(SHORT PROBLEM):
What is needed here is an exact copy of every entry.

(SUPPLIED RECORDS):

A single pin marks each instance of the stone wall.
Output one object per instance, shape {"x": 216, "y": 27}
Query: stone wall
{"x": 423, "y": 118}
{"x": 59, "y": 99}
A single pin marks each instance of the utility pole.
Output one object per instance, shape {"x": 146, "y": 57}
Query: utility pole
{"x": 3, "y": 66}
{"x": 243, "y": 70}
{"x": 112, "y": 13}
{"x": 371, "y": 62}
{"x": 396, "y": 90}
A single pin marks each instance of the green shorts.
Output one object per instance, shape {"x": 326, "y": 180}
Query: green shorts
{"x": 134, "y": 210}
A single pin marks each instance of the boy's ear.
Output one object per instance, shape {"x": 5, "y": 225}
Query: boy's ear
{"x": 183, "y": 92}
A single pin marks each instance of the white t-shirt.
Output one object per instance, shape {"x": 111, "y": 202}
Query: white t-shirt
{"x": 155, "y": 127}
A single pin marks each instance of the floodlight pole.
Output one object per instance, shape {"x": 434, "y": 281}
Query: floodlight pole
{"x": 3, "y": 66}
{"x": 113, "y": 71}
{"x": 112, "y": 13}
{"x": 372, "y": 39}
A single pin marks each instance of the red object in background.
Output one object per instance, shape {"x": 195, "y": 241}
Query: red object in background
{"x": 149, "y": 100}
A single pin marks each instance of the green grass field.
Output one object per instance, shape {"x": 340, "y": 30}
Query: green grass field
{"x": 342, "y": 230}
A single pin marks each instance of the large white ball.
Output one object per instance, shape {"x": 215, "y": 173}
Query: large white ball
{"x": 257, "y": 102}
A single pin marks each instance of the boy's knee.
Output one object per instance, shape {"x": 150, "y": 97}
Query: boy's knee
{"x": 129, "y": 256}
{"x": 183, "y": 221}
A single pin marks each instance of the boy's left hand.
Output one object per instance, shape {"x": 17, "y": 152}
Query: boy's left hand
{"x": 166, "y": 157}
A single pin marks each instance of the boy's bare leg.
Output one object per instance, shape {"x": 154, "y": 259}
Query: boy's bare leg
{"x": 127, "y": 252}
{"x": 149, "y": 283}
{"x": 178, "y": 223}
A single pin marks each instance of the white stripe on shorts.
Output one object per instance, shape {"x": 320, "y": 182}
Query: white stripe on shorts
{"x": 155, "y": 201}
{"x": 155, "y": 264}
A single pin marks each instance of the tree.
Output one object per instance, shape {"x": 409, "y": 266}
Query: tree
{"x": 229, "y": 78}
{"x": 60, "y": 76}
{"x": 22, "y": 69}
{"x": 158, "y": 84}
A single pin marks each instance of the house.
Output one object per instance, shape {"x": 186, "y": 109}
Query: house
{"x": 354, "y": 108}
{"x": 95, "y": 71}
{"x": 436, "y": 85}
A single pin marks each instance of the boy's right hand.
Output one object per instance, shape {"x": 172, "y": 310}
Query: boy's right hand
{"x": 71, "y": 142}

(RESPONSE):
A single pin marks each instance of the stone wall.
Output one object per instance, shape {"x": 216, "y": 27}
Query: stone wall
{"x": 423, "y": 118}
{"x": 59, "y": 99}
A single pin marks each instance of the utility pole.
Output one object per instance, shape {"x": 146, "y": 57}
Query: utility pole
{"x": 3, "y": 66}
{"x": 243, "y": 70}
{"x": 112, "y": 13}
{"x": 371, "y": 62}
{"x": 396, "y": 90}
A single pin marks each instance of the green shorts.
Output one object per instance, shape {"x": 326, "y": 180}
Query: green shorts
{"x": 134, "y": 210}
A single pin marks each instance of the boy's ear.
Output one object per instance, shape {"x": 5, "y": 225}
Query: boy's ear
{"x": 183, "y": 92}
A single pin marks each instance of the white t-shirt.
Output one object per instance, shape {"x": 111, "y": 202}
Query: white t-shirt
{"x": 155, "y": 127}
A single pin marks each instance of the floodlight pole.
Output one object per instance, shape {"x": 434, "y": 281}
Query: floodlight pole
{"x": 3, "y": 66}
{"x": 113, "y": 71}
{"x": 112, "y": 13}
{"x": 372, "y": 39}
A single pin marks each instance of the red object in background.
Output one object per instance, shape {"x": 195, "y": 241}
Query: red object in background
{"x": 149, "y": 100}
A single pin marks each instance of the green grass field.
Output one object per instance, shape {"x": 340, "y": 30}
Query: green grass field
{"x": 342, "y": 230}
A single pin marks each instance of the large white ball.
Output one object per instance, shape {"x": 215, "y": 173}
Query: large white ball
{"x": 257, "y": 102}
A single pin marks each instance of the boy's knee.
Output one object per instance, shape {"x": 150, "y": 97}
Query: boy's knee
{"x": 129, "y": 256}
{"x": 183, "y": 221}
A single pin marks each instance of the boy's left hand.
Output one object per instance, shape {"x": 17, "y": 152}
Query: boy's left hand
{"x": 166, "y": 157}
A single pin marks each instance of the boy's bare leg.
Output one object per instance, shape {"x": 154, "y": 259}
Query: boy's bare leg
{"x": 127, "y": 252}
{"x": 149, "y": 283}
{"x": 178, "y": 223}
A single pin marks each instance of the white stripe on shorts.
Output one object per instance, shape {"x": 320, "y": 182}
Query: white stripe on shorts
{"x": 155, "y": 201}
{"x": 155, "y": 264}
A single pin marks each instance of the tree.
Output one object per instance, shape {"x": 409, "y": 266}
Query: tree
{"x": 229, "y": 78}
{"x": 60, "y": 76}
{"x": 22, "y": 69}
{"x": 158, "y": 84}
A single pin marks each instance of the house.
Output one object per instance, shape {"x": 186, "y": 109}
Query: house
{"x": 354, "y": 108}
{"x": 95, "y": 71}
{"x": 436, "y": 85}
A single pin marks each instance of the boy's right hand.
Output one object per instance, shape {"x": 172, "y": 310}
Query: boy's right hand
{"x": 71, "y": 142}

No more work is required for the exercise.